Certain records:
────────────────────
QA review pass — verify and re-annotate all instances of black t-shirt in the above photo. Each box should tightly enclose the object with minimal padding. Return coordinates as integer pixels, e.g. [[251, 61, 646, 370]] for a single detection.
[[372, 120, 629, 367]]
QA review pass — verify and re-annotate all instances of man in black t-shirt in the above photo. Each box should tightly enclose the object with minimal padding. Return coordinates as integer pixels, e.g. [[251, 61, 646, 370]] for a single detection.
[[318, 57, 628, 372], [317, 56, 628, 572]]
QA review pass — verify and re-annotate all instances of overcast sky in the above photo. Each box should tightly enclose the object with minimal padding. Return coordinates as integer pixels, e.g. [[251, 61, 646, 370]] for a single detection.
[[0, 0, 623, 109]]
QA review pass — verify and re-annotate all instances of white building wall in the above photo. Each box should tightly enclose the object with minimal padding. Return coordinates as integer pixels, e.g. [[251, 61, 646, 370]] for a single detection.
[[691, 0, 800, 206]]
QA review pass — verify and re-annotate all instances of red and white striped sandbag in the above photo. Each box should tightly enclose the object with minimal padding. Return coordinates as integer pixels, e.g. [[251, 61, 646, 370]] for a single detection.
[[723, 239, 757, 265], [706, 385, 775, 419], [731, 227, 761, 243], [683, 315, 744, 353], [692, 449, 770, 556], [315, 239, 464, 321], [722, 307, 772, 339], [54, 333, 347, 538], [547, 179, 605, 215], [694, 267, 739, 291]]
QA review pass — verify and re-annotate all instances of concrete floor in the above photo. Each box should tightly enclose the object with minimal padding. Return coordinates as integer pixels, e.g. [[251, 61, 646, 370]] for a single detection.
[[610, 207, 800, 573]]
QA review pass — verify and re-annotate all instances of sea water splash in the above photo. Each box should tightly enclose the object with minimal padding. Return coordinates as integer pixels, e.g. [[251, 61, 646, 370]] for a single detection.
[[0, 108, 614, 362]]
────────────────────
Aim of the task -
Retype the listing verbatim, beginning with the line that contains "instances of concrete" and continuing through its final line.

Output -
QA review pass — verify and re-annotate all instances of concrete floor in the above photo. Each box should tightly enclose the object with minimal padding. Return coordinates as integer pixels, e.g. [[251, 61, 646, 370]] for a single detection.
[[610, 207, 800, 573]]
QA review pass — verify and re-annotate all instances of sea water splash in the above photo. Each box should tightly enclose the object with minimal padding. Return coordinates as integer pixels, e.g. [[251, 61, 646, 370]] for a single detection.
[[0, 108, 614, 362]]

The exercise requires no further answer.